• [Your objective]:
Show each line in the material below that contains the string "treeline". Case counts.

Some records
— BEGIN —

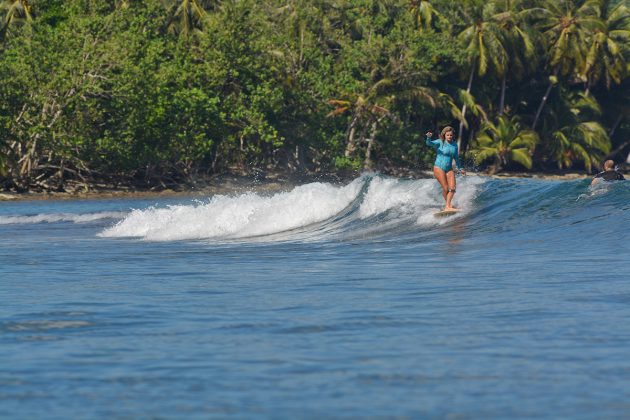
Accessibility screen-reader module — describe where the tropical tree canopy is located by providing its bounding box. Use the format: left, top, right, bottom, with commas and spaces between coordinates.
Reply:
0, 0, 630, 191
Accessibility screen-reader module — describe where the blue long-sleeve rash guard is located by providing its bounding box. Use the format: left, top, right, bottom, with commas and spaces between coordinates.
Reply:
425, 137, 462, 172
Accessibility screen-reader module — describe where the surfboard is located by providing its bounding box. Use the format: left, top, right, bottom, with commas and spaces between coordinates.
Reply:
433, 210, 459, 217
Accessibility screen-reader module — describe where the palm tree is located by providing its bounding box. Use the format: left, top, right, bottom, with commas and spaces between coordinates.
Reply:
163, 0, 217, 36
532, 0, 603, 129
491, 0, 537, 114
473, 115, 538, 173
583, 3, 630, 93
411, 0, 444, 31
0, 0, 33, 42
328, 86, 394, 168
544, 92, 610, 172
457, 0, 508, 148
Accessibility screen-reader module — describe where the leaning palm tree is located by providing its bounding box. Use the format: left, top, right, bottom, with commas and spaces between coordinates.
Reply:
457, 0, 508, 148
491, 0, 537, 114
532, 0, 603, 129
472, 115, 538, 173
583, 3, 630, 93
543, 92, 610, 172
163, 0, 218, 36
410, 0, 446, 31
0, 0, 33, 42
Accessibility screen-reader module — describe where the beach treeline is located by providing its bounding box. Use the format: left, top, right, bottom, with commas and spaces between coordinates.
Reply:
0, 0, 630, 191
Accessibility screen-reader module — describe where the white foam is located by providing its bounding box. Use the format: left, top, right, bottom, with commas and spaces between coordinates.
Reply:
0, 212, 127, 225
359, 177, 442, 219
99, 178, 365, 241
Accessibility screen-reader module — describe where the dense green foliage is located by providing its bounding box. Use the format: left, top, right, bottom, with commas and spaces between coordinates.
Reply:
0, 0, 630, 190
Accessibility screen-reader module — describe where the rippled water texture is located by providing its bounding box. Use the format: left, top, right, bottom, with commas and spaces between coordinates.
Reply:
0, 175, 630, 419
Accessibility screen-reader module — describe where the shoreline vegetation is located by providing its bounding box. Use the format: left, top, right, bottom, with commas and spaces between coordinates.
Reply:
0, 170, 591, 202
0, 0, 630, 199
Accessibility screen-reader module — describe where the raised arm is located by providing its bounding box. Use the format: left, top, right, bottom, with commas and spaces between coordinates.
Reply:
454, 143, 466, 175
424, 135, 440, 149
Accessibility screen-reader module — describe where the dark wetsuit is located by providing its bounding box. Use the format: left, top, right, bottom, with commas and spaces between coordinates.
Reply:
593, 171, 626, 181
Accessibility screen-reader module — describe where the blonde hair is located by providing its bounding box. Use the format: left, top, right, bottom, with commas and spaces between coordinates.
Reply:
440, 125, 455, 140
604, 160, 615, 171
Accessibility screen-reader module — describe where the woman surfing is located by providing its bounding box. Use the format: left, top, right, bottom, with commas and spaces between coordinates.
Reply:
425, 126, 466, 212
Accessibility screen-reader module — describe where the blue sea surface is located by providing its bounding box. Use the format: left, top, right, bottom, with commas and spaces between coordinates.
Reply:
0, 174, 630, 419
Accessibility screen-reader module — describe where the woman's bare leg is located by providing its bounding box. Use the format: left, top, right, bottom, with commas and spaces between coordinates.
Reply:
445, 171, 457, 210
433, 166, 448, 208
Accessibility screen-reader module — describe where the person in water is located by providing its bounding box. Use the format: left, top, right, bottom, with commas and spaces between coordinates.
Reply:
425, 126, 466, 211
591, 160, 626, 185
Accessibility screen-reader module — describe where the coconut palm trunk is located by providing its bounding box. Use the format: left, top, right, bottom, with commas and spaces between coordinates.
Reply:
457, 64, 475, 150
532, 72, 557, 130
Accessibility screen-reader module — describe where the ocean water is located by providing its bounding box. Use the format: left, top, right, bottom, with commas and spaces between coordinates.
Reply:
0, 174, 630, 419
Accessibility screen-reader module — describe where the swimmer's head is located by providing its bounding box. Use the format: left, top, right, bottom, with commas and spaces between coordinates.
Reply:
604, 159, 615, 171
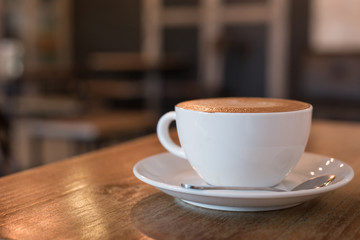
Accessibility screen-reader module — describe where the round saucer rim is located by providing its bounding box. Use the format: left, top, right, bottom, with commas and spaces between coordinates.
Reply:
133, 152, 354, 199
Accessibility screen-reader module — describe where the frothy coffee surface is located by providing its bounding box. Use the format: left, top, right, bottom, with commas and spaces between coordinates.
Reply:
176, 97, 311, 113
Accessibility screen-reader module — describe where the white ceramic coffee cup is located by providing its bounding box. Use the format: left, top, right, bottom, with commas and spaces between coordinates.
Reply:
157, 99, 312, 187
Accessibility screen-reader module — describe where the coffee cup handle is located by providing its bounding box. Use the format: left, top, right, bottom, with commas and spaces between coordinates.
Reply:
156, 111, 186, 159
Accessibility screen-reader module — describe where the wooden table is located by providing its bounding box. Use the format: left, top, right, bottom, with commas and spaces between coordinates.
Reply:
0, 121, 360, 239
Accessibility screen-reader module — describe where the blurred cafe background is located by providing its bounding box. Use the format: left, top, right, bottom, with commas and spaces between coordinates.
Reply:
0, 0, 360, 175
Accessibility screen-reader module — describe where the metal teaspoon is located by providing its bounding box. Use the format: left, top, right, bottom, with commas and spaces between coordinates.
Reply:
181, 175, 336, 192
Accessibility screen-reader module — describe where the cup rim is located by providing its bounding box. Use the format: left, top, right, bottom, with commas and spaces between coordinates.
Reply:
175, 103, 313, 116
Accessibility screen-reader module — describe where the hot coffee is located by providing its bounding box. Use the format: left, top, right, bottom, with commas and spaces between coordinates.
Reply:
176, 97, 311, 113
157, 98, 312, 187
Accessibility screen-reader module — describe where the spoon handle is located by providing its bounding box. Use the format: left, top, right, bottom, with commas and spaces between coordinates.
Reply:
181, 183, 287, 192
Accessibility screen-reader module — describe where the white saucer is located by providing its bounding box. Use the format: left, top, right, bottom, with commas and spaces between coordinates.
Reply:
133, 153, 354, 211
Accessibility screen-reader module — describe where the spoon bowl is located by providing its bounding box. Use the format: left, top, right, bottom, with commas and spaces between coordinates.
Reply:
181, 175, 336, 192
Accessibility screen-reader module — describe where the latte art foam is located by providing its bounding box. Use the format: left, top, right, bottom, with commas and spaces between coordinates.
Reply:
176, 97, 311, 113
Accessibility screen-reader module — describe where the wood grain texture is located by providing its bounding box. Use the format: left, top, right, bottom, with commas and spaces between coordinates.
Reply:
0, 121, 360, 239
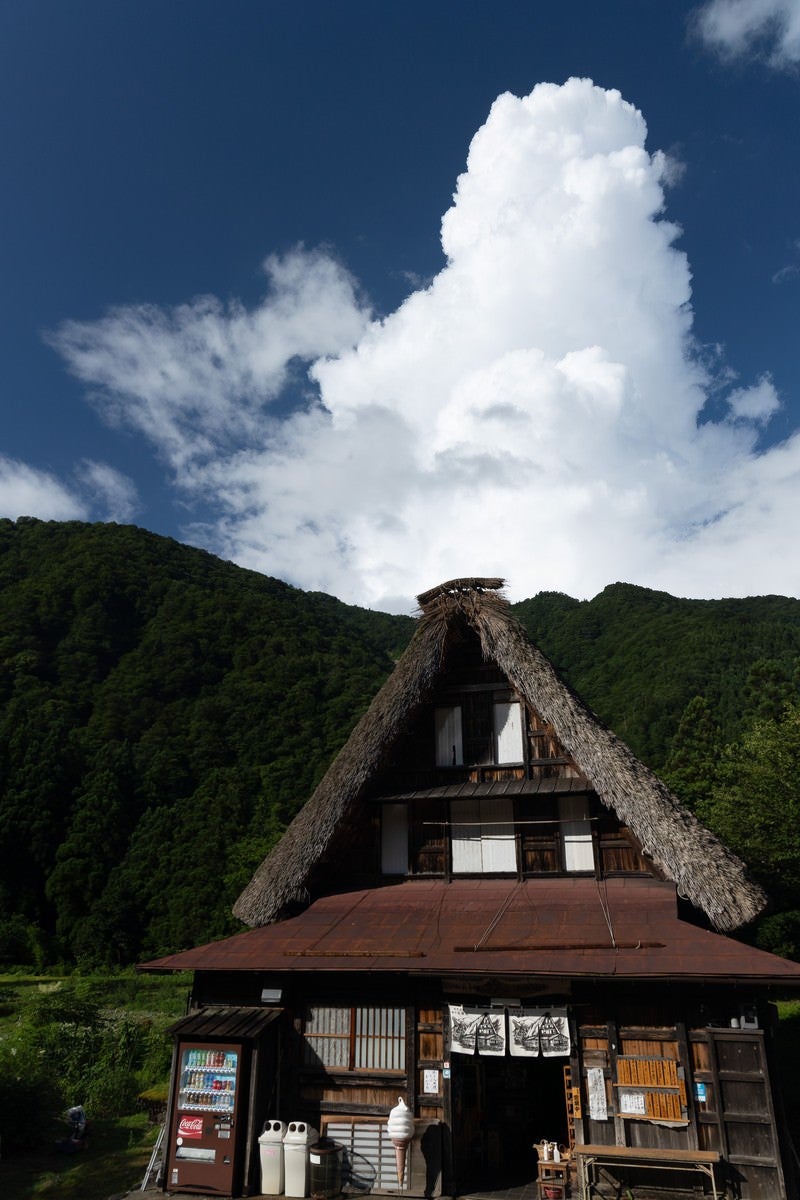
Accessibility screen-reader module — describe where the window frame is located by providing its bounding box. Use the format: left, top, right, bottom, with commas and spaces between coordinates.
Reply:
302, 1001, 408, 1075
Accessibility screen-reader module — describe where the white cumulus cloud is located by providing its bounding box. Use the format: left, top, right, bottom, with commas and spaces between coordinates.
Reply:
55, 79, 800, 608
697, 0, 800, 68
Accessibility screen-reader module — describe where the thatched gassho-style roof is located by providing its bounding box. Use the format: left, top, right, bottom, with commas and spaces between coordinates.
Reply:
234, 578, 766, 931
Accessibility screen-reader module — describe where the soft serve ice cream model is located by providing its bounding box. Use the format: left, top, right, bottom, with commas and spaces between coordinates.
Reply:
386, 1096, 414, 1187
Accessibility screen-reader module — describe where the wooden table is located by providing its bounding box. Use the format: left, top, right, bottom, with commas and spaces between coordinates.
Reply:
572, 1145, 720, 1200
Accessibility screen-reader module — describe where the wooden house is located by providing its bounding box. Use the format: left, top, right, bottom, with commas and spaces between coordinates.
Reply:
144, 578, 800, 1200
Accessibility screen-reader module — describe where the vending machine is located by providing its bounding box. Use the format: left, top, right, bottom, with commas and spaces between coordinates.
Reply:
166, 1042, 246, 1195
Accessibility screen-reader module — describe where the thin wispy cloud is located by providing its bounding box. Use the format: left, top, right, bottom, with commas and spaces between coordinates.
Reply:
696, 0, 800, 70
0, 455, 90, 521
53, 79, 800, 608
77, 458, 142, 523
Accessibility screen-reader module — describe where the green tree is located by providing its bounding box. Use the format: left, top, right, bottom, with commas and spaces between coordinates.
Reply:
662, 696, 722, 811
698, 703, 800, 940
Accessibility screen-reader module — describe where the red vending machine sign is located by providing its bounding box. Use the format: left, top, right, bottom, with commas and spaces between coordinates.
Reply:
167, 1044, 241, 1194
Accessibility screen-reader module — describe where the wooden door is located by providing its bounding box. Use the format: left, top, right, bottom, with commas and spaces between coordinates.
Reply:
691, 1028, 786, 1200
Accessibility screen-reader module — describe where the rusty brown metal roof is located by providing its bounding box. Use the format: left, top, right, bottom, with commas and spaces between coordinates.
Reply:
375, 775, 593, 803
140, 877, 800, 985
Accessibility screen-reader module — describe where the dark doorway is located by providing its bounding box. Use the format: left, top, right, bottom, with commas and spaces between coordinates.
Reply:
451, 1055, 569, 1193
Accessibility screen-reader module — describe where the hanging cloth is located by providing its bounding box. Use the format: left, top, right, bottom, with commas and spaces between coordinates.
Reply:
509, 1008, 570, 1058
449, 1004, 507, 1057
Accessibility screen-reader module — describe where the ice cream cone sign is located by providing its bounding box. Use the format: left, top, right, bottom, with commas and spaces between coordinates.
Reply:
386, 1096, 414, 1187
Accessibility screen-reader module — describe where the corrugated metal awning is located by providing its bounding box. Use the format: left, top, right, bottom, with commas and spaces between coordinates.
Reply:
373, 775, 594, 804
167, 1006, 283, 1042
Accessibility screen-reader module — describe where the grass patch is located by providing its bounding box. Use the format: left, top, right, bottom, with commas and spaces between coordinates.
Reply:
2, 1112, 157, 1200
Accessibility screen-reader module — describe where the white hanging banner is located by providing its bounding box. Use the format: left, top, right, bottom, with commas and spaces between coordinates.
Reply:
509, 1008, 570, 1058
449, 1004, 506, 1057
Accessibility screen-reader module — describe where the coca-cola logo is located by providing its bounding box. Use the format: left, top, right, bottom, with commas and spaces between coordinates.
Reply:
178, 1117, 203, 1138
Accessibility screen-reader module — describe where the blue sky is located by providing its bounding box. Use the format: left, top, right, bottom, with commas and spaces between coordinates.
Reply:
0, 0, 800, 611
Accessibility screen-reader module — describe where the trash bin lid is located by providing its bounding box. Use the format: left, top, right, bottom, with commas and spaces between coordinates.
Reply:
258, 1118, 287, 1142
283, 1121, 319, 1145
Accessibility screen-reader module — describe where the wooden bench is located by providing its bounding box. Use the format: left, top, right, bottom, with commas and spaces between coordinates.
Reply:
573, 1145, 720, 1200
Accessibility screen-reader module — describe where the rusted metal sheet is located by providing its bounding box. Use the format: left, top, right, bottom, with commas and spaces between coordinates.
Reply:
167, 1006, 283, 1042
142, 877, 800, 985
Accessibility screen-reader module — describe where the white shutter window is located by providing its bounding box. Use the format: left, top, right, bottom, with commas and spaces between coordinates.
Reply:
450, 797, 517, 875
559, 796, 595, 871
380, 804, 408, 875
450, 798, 483, 875
494, 701, 524, 762
435, 704, 464, 767
481, 797, 517, 874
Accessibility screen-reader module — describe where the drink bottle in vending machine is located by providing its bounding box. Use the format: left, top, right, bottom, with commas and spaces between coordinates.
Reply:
166, 1043, 242, 1195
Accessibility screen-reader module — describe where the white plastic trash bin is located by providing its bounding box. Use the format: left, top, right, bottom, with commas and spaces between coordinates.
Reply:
283, 1121, 319, 1196
258, 1121, 287, 1196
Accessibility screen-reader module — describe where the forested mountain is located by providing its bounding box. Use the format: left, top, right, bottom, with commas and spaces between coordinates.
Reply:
0, 518, 800, 964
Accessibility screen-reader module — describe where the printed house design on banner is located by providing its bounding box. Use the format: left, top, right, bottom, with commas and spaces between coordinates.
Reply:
142, 578, 800, 1200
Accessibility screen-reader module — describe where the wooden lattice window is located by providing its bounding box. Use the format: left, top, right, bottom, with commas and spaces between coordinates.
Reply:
303, 1004, 405, 1072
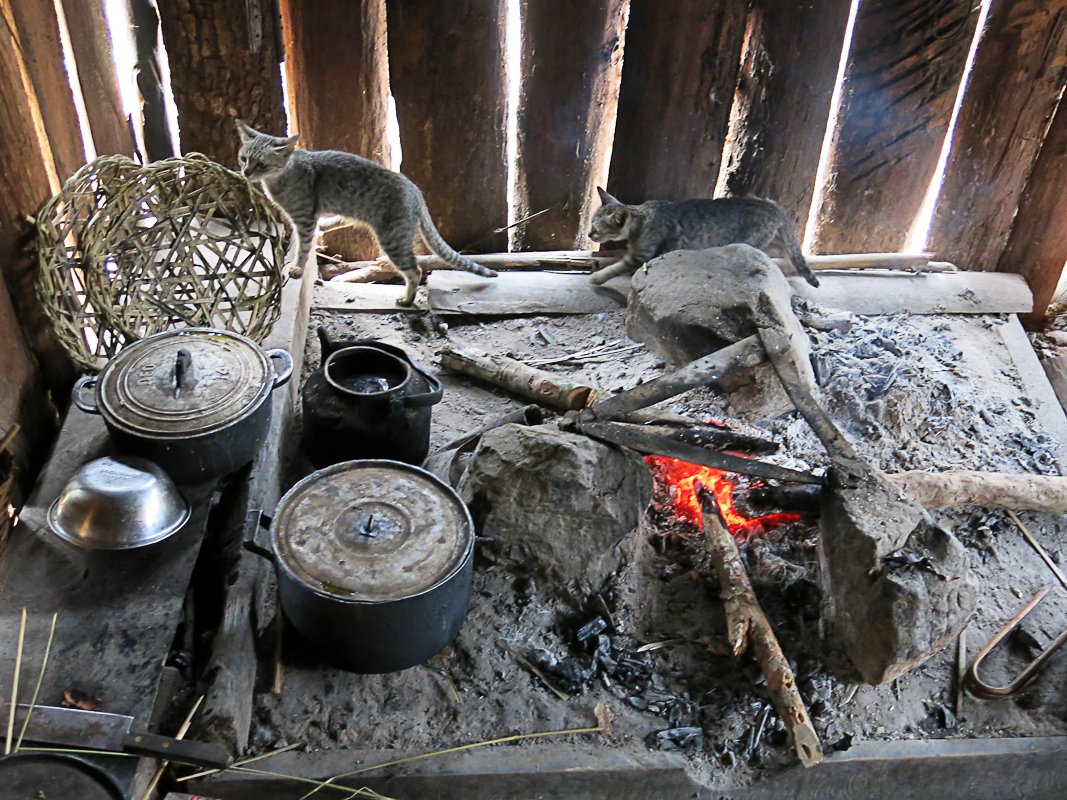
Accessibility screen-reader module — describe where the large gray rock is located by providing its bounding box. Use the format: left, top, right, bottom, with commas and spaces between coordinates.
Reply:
626, 244, 799, 365
458, 425, 652, 596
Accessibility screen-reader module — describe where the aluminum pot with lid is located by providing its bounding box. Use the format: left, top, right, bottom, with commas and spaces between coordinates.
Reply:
253, 460, 474, 673
73, 327, 292, 483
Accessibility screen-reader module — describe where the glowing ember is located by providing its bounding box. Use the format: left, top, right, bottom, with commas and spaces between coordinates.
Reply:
644, 455, 801, 538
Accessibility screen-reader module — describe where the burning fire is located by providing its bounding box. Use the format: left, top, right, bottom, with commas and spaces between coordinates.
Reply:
644, 455, 801, 539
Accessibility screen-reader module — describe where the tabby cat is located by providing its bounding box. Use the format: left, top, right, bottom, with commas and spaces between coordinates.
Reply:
589, 187, 818, 286
237, 119, 496, 306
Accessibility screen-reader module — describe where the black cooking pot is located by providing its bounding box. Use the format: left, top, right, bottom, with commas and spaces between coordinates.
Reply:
73, 327, 292, 483
301, 329, 443, 468
250, 460, 474, 673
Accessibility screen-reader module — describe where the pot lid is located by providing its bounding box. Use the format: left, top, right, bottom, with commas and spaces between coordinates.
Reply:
97, 327, 274, 437
271, 460, 474, 603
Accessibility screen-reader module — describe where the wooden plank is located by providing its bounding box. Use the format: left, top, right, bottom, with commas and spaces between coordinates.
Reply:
997, 94, 1067, 324
5, 0, 85, 181
815, 0, 978, 253
515, 0, 627, 250
726, 0, 849, 234
157, 0, 285, 170
63, 0, 133, 158
386, 0, 508, 253
927, 0, 1067, 270
607, 0, 748, 204
282, 0, 389, 260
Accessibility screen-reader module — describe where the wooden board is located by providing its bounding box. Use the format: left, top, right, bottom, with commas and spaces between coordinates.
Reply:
281, 0, 389, 260
997, 86, 1067, 324
515, 0, 626, 250
927, 0, 1067, 270
63, 0, 133, 157
607, 0, 748, 203
157, 0, 285, 170
814, 0, 978, 253
726, 0, 849, 234
386, 0, 508, 253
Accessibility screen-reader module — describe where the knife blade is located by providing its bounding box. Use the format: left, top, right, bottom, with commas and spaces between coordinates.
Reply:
8, 704, 230, 768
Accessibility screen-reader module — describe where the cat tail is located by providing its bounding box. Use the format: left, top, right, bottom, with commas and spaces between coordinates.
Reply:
775, 203, 818, 286
418, 197, 496, 277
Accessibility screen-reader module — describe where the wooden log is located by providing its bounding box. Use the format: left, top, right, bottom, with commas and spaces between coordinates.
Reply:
927, 0, 1067, 270
515, 0, 626, 250
724, 0, 851, 236
814, 0, 978, 253
386, 0, 508, 253
441, 347, 596, 411
697, 484, 823, 767
607, 0, 748, 203
157, 0, 285, 170
282, 0, 391, 260
63, 0, 134, 158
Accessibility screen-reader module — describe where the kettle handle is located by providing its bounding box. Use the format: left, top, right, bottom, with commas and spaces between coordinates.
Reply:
70, 375, 100, 414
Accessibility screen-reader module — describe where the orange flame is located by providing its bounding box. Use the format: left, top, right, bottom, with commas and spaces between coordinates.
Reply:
644, 455, 801, 538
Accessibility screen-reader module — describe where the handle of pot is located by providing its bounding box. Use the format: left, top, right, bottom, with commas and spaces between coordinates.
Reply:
267, 348, 292, 389
70, 375, 100, 414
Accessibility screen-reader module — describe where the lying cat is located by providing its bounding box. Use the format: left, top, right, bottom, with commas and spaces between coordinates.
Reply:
589, 187, 818, 286
237, 119, 496, 305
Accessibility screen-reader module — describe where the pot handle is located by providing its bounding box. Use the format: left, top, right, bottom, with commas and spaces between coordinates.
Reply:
70, 375, 100, 414
267, 348, 292, 389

— END —

• [Answer to this task]:
Accessibility screen-reader module — describe where the beach treeline is located by providing its bounding box. Use the format: left, top, right, bottom, with commas and spaces between coordinates.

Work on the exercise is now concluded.